#### Dataset records

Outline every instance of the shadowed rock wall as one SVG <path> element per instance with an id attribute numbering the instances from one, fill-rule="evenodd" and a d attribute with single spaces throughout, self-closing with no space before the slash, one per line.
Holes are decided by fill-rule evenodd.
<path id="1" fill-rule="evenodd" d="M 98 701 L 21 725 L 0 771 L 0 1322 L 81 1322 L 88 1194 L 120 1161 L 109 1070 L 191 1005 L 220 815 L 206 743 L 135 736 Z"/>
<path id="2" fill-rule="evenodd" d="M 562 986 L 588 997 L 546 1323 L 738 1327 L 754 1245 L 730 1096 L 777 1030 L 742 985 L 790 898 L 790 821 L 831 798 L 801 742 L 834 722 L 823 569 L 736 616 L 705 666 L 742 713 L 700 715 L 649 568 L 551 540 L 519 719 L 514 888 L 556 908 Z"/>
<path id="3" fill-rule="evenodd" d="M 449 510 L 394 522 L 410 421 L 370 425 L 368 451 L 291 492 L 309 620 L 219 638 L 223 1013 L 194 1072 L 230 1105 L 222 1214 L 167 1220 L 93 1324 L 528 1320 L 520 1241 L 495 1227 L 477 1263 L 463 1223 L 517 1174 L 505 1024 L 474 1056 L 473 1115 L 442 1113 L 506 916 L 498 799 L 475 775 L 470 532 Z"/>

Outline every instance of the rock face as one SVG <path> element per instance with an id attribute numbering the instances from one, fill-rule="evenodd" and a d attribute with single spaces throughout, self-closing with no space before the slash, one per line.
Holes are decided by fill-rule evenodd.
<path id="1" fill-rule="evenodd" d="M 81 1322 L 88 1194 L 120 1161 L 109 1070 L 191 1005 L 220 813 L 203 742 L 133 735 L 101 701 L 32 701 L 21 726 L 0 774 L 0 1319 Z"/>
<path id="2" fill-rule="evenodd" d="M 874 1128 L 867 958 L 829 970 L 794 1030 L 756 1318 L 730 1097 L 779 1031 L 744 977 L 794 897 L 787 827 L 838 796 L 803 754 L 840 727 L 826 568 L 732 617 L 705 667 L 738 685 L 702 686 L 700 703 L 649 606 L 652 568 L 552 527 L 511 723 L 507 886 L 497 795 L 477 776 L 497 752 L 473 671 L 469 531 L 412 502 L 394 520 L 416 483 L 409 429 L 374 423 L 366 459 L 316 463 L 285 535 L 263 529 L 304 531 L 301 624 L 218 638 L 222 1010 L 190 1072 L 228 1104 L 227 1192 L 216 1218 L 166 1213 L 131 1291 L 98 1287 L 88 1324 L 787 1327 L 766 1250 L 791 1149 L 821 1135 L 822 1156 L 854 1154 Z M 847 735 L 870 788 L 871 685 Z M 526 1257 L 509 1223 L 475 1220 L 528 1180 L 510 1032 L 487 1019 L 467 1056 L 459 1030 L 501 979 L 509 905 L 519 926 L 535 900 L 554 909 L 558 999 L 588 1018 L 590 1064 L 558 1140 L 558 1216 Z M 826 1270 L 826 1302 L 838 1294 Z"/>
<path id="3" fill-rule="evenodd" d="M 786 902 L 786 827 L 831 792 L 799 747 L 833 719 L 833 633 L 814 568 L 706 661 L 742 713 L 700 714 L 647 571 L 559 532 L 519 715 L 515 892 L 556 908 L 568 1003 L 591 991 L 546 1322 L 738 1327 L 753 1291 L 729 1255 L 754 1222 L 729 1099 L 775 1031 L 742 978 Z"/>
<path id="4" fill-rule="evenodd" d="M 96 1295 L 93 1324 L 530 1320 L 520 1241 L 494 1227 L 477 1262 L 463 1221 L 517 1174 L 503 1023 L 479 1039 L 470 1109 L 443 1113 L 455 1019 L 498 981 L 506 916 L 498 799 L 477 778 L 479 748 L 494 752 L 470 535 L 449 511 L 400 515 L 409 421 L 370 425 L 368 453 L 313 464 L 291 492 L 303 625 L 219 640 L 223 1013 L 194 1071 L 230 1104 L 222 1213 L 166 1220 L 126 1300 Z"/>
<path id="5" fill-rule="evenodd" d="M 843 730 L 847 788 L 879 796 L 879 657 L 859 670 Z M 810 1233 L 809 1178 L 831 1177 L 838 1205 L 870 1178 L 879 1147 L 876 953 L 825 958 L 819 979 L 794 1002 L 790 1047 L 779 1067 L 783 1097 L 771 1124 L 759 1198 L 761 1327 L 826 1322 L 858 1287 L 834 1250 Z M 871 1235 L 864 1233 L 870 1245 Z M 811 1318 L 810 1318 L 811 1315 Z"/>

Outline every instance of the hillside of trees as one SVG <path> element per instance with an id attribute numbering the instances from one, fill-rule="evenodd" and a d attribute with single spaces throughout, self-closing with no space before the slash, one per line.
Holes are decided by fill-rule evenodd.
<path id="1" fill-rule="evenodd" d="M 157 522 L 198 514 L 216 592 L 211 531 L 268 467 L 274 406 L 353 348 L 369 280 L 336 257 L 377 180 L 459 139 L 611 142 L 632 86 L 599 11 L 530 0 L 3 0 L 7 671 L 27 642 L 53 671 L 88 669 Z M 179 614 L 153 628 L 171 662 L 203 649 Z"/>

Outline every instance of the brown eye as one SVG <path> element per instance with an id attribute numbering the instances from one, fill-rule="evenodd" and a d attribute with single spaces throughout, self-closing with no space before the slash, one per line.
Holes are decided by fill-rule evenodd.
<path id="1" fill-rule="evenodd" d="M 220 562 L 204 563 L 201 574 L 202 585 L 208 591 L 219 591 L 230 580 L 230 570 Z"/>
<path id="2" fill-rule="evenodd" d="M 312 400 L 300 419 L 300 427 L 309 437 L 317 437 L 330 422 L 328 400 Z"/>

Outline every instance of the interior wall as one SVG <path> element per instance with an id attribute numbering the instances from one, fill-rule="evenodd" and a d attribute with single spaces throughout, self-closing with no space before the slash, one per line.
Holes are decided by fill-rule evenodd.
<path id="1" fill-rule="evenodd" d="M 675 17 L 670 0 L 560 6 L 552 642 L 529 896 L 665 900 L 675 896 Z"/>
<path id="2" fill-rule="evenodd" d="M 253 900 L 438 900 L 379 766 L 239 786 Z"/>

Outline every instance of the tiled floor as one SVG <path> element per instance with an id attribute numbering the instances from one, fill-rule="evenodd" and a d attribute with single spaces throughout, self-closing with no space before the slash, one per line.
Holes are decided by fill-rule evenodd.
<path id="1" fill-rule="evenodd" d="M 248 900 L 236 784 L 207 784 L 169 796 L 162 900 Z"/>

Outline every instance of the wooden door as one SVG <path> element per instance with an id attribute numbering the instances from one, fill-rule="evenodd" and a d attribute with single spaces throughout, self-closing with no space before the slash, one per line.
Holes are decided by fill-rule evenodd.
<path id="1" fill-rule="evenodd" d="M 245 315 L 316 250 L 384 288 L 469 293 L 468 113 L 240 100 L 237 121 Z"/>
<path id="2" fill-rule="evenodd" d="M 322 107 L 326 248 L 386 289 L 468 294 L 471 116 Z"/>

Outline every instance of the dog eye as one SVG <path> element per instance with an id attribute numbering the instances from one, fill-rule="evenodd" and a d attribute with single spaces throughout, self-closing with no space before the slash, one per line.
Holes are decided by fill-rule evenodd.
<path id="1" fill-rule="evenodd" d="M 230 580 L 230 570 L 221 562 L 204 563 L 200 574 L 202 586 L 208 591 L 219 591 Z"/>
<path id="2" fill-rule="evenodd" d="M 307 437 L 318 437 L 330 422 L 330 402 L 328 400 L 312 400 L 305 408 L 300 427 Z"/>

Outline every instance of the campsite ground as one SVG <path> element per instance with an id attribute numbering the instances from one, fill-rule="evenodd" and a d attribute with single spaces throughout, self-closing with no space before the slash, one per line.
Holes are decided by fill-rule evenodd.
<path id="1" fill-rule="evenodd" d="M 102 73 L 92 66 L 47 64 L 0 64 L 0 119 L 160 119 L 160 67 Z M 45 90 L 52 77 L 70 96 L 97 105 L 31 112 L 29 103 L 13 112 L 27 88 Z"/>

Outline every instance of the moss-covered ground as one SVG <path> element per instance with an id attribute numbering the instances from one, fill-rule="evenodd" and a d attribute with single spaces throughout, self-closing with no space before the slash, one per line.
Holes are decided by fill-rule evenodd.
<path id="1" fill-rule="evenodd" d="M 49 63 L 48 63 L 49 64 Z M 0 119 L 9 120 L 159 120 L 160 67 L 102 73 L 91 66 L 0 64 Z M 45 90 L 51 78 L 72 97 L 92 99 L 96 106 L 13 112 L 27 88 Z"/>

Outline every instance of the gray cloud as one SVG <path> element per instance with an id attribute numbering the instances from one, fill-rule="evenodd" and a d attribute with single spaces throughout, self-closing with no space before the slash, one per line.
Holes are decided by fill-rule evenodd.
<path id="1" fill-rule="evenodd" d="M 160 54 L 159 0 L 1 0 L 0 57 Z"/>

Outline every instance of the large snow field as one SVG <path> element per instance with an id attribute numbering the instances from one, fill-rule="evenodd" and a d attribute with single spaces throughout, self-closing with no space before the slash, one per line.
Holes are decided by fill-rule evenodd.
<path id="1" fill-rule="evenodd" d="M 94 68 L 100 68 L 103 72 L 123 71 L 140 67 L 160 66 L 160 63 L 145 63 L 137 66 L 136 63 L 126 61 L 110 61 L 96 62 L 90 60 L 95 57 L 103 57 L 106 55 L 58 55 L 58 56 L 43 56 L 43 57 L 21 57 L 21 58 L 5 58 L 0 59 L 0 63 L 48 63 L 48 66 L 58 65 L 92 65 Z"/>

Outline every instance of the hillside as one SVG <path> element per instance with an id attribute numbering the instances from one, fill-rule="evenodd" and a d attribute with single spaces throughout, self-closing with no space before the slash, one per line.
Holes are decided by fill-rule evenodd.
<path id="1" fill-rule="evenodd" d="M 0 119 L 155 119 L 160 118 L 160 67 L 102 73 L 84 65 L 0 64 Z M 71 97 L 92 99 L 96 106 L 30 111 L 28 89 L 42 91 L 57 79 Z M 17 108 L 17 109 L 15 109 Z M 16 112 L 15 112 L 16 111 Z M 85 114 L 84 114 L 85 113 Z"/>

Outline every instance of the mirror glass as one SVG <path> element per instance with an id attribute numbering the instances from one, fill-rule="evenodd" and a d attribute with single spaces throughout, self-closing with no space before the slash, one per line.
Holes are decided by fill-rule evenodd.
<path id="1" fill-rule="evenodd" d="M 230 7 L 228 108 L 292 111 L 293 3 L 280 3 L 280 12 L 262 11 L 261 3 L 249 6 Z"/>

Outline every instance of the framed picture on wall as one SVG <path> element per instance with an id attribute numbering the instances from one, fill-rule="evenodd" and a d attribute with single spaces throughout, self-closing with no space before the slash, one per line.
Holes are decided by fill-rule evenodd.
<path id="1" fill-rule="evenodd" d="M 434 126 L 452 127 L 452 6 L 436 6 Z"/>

########

(Instructions to follow): Rewrite the part that opens with the line containing "Outline every instance of the wooden" and closes with the line containing "322 107 L 326", swapping "wooden door" for "oak door" and leaving everything else the same.

(Output of the task):
Outline every instance of the oak door as one SVG <path> element per instance with an id attribute numbering the instances from one, fill-rule="evenodd" and a d attribute with single spaces throughout, self-closing with no space before the slash, one per line.
Holes are decided by fill-rule evenodd.
<path id="1" fill-rule="evenodd" d="M 245 315 L 316 250 L 384 288 L 469 293 L 468 113 L 240 100 L 237 121 Z"/>
<path id="2" fill-rule="evenodd" d="M 322 107 L 326 248 L 386 289 L 468 294 L 471 116 Z"/>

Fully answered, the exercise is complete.